▸ **Stated goal**
Rescale the data, beginning at the line that has "What element on screen corresponds to the bokeh" and stopping after the line that has "[[0, 0, 1007, 552]]". Output only those lines, requests included, with every bounding box coordinate multiplied by 2.4 and rounded to a whole number (halves round up).

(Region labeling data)
►

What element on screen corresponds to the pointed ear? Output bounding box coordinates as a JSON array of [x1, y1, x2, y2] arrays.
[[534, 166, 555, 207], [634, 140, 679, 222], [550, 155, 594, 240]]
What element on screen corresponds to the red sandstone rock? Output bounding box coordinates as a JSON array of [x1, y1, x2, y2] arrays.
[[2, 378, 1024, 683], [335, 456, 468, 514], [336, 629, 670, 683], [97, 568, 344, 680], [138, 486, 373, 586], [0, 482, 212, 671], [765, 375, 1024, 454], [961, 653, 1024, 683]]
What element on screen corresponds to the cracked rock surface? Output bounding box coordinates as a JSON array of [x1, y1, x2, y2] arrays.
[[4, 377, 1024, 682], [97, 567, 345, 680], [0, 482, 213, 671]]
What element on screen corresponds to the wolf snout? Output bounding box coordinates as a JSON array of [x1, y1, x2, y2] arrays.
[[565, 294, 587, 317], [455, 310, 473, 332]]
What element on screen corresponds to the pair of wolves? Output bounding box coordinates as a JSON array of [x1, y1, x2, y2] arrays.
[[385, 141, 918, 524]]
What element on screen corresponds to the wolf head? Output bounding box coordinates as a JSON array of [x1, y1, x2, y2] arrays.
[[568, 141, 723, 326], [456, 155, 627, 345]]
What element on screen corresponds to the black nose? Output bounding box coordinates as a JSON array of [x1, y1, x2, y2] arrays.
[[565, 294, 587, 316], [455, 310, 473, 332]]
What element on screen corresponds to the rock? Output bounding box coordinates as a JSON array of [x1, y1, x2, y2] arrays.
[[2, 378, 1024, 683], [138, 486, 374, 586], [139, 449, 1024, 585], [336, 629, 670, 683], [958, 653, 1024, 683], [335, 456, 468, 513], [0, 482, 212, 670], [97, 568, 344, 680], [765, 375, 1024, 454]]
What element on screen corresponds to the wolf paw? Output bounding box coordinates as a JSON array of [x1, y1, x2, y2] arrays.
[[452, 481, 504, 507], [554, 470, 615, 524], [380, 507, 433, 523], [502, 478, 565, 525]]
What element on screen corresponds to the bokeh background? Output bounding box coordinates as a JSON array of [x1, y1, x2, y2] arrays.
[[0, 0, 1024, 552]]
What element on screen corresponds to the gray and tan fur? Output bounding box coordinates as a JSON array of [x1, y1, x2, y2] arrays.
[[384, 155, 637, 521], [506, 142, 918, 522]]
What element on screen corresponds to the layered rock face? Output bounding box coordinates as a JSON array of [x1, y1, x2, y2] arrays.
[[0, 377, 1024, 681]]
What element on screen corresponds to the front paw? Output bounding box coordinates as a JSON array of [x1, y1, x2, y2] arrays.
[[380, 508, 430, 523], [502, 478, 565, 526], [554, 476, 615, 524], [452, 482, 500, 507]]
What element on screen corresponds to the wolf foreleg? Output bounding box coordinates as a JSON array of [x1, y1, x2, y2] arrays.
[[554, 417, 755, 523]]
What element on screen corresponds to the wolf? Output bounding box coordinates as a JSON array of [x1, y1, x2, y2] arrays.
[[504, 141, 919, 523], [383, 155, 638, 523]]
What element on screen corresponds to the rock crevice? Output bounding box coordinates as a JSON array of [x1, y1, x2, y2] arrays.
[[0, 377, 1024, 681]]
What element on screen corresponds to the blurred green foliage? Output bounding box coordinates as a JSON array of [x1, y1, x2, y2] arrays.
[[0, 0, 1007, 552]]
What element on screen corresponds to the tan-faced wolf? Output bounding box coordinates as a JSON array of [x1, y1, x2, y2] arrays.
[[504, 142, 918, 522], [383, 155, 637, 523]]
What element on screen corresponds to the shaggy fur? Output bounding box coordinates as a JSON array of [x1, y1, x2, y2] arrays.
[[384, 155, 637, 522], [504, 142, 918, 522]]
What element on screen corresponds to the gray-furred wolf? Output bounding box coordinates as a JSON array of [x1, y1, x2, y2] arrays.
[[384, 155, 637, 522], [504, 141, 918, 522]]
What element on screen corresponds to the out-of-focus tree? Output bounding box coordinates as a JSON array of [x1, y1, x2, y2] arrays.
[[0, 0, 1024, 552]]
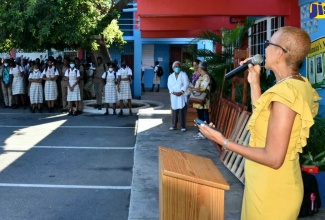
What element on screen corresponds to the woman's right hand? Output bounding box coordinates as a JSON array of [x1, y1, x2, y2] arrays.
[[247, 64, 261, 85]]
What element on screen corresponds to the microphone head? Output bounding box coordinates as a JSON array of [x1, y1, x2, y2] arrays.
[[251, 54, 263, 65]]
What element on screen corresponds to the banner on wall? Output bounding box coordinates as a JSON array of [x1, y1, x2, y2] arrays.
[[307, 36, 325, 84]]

◄
►

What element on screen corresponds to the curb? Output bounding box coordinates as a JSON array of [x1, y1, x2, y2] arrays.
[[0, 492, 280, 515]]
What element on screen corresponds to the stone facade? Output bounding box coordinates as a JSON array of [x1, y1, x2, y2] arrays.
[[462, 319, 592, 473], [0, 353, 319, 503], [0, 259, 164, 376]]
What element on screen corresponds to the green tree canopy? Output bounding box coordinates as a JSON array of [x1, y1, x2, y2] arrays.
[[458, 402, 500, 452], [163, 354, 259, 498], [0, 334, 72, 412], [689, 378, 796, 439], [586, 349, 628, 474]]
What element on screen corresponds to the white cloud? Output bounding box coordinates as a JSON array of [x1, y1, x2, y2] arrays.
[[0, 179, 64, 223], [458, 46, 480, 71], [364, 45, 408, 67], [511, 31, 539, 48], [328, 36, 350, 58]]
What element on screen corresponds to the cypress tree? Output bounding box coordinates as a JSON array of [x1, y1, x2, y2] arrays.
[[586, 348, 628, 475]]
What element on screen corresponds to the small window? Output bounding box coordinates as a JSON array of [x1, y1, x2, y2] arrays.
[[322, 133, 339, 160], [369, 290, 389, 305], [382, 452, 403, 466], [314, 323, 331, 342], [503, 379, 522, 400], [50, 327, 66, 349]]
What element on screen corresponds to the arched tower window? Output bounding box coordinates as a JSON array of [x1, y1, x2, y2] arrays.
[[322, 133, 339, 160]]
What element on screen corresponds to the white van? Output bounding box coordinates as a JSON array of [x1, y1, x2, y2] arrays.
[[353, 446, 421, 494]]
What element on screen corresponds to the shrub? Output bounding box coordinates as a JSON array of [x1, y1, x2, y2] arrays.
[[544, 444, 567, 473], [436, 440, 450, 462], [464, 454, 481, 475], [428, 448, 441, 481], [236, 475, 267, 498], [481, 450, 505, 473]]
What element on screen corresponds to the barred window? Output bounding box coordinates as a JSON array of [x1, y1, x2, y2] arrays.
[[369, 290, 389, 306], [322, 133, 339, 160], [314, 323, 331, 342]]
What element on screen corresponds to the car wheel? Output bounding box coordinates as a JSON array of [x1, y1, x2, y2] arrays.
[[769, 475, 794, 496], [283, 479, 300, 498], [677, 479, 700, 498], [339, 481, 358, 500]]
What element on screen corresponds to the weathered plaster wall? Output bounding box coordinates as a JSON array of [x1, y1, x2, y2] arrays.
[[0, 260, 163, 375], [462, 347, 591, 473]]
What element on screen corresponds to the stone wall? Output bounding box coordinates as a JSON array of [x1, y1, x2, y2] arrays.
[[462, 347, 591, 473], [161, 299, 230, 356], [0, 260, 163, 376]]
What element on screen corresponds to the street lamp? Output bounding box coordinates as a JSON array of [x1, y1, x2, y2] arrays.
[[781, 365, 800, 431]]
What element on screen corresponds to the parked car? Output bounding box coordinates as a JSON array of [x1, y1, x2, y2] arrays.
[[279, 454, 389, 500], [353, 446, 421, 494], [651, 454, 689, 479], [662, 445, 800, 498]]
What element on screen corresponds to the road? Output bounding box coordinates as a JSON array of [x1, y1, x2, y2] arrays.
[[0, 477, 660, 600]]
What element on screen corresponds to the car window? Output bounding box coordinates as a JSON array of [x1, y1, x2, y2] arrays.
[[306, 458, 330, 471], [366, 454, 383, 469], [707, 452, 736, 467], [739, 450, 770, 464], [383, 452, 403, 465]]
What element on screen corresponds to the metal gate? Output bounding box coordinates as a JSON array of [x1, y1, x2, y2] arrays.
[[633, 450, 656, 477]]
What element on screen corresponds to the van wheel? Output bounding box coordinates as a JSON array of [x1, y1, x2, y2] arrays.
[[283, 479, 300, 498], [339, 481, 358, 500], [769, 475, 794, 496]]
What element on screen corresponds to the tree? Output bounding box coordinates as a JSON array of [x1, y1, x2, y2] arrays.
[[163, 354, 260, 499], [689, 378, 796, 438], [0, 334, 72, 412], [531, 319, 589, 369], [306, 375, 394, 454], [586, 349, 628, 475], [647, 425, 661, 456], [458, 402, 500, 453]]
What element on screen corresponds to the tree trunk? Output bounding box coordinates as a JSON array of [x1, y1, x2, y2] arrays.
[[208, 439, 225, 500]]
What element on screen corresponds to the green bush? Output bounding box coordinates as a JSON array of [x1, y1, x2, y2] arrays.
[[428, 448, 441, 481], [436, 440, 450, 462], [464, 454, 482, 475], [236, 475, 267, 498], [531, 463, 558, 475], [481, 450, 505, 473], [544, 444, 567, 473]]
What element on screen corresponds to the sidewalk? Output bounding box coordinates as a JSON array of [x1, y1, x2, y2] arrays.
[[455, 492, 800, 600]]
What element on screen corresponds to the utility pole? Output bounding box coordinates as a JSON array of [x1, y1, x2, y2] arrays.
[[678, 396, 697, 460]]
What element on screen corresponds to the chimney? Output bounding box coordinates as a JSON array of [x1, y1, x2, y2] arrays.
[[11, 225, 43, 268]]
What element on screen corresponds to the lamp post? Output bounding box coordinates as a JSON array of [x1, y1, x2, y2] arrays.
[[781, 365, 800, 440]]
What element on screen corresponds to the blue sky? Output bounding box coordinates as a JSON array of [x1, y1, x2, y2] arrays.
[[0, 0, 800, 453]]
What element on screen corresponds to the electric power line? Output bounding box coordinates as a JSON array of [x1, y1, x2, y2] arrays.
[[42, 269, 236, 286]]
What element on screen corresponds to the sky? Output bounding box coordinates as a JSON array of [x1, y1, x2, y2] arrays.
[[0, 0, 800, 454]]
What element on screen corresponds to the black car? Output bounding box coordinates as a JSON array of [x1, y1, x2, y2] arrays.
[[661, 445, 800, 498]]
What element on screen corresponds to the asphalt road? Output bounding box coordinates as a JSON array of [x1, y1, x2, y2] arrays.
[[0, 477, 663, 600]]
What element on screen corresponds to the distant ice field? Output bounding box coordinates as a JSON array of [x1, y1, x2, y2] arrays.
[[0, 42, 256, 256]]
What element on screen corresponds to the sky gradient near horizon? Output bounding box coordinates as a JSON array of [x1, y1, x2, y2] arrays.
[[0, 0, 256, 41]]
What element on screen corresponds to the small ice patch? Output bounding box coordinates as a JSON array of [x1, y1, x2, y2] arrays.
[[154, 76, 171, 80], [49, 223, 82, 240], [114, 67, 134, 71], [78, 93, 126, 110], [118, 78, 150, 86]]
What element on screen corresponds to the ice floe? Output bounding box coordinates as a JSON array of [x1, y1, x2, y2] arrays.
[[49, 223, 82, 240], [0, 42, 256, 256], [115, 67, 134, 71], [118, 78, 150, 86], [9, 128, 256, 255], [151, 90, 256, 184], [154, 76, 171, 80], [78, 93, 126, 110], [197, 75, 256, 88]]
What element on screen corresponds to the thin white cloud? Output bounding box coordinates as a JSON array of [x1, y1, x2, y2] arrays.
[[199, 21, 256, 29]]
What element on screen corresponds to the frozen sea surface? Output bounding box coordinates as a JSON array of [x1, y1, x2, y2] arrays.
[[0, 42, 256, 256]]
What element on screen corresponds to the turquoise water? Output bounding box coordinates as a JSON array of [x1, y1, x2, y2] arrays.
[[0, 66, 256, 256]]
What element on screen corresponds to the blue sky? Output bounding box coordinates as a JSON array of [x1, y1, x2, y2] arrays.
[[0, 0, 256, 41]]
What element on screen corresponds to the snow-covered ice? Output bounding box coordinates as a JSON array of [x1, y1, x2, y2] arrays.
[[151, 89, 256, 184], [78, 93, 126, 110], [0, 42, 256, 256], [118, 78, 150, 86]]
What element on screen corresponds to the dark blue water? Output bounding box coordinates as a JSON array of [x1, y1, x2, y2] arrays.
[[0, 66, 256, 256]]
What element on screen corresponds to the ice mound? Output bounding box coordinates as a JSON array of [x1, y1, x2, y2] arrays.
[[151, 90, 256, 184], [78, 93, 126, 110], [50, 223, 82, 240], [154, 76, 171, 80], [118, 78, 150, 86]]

◄

▸ **Output of the task**
What element on screen corresponds to the bokeh background? Output bounding box coordinates as a JSON array of [x1, y1, x2, y2] arrays.
[[0, 0, 2458, 1325]]
What element on screen corresponds to the gray and tan fur? Output bounding box coordinates as a JSON array of [x1, y1, x2, y2] arrays.
[[922, 372, 1529, 1250], [1214, 341, 2203, 1253]]
What element on screen corresponds to the layered rock face? Output bounding box coordinates as a JSON array of [x1, y1, x2, y2] arrays.
[[0, 905, 2458, 1634]]
What element on screen corresponds to the front paw? Output bounding box coordinates as a JSON array of [x1, y1, x2, y2] arrays.
[[912, 1219, 1032, 1255], [1205, 1147, 1356, 1262], [1330, 1142, 1476, 1258], [1085, 1157, 1200, 1217]]
What element on screen corresponds to the wolf foreleg? Output bounding box coordinates as a JSON array of [x1, y1, x2, y2] arrays.
[[1330, 1001, 1812, 1255]]
What element on screen corresponds to the wolf? Output bounding box coordinates as a JSON array of [x1, y1, x2, y2] arrays.
[[1210, 338, 2206, 1255], [919, 372, 1531, 1255]]
What element on screen corresponds to the rock crevice? Output bounding box coordinates as a JSON array of [x1, y1, x2, y2] arrays.
[[0, 905, 2458, 1634]]
What element on screen corresponds to the blurred green foliage? Output bounding box coordinates as a JSON array of [x1, y1, x2, y2] arrays.
[[0, 0, 2417, 1325]]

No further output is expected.